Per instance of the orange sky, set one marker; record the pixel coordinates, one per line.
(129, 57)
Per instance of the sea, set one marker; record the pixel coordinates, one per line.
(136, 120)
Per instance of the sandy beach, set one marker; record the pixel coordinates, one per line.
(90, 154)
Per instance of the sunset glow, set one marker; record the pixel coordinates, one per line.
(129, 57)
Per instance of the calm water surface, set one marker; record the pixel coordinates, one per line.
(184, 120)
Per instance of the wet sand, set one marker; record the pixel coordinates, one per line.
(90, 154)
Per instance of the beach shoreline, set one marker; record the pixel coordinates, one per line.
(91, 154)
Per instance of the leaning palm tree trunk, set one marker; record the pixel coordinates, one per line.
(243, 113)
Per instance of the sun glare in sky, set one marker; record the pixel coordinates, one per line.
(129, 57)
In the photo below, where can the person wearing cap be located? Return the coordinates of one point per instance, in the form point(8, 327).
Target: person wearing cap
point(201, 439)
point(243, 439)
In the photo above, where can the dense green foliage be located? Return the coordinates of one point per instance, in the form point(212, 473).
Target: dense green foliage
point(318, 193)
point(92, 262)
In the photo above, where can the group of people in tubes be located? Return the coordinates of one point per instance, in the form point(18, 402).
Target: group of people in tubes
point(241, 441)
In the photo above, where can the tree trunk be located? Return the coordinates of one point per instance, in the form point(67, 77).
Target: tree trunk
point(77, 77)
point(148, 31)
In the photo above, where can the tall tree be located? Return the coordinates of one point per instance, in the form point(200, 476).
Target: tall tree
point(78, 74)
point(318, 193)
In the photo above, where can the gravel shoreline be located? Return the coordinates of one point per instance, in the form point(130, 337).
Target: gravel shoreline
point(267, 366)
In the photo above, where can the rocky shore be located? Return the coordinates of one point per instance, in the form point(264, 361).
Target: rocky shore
:::
▸ **TASK REQUIREMENTS**: Please copy out each line of the data in which the word "rocky" occurs.

▸ **ANSWER SPACE**:
In the photo above, where can the rocky shore be located? Return the coordinates of one point per instance, in the form point(264, 361).
Target: rocky shore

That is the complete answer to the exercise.